* _Directions for this task_
Write out the data below word for word, leaving the pictures out of your answer.

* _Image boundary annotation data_
• • • • • • •

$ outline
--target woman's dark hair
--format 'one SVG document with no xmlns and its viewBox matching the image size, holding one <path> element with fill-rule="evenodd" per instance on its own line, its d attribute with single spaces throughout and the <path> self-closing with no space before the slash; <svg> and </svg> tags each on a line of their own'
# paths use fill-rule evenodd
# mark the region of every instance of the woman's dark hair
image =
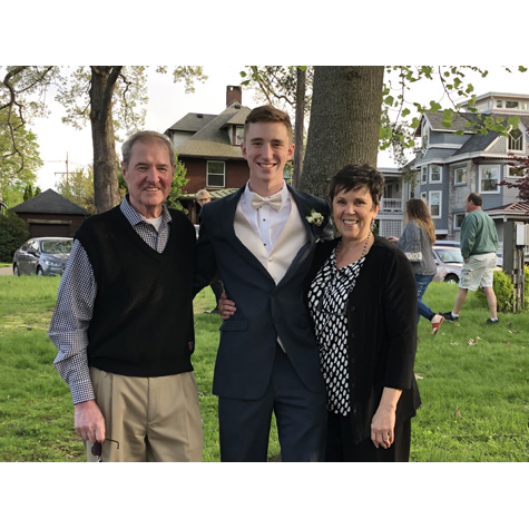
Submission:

• • • • • • •

* _Finished task_
$ outline
--target woman's dark hair
--format 'one SVG document with no xmlns and its viewBox matching the image size, holding one <path> element with fill-rule="evenodd" per instance on its own line, its d attribute with single spaces throughout and the <path> self-closing with no space before the slash; <svg> and </svg> tags each on a line of their own'
# paths use fill-rule evenodd
# mark the region of every instance of the woman's dark hair
image =
Submission:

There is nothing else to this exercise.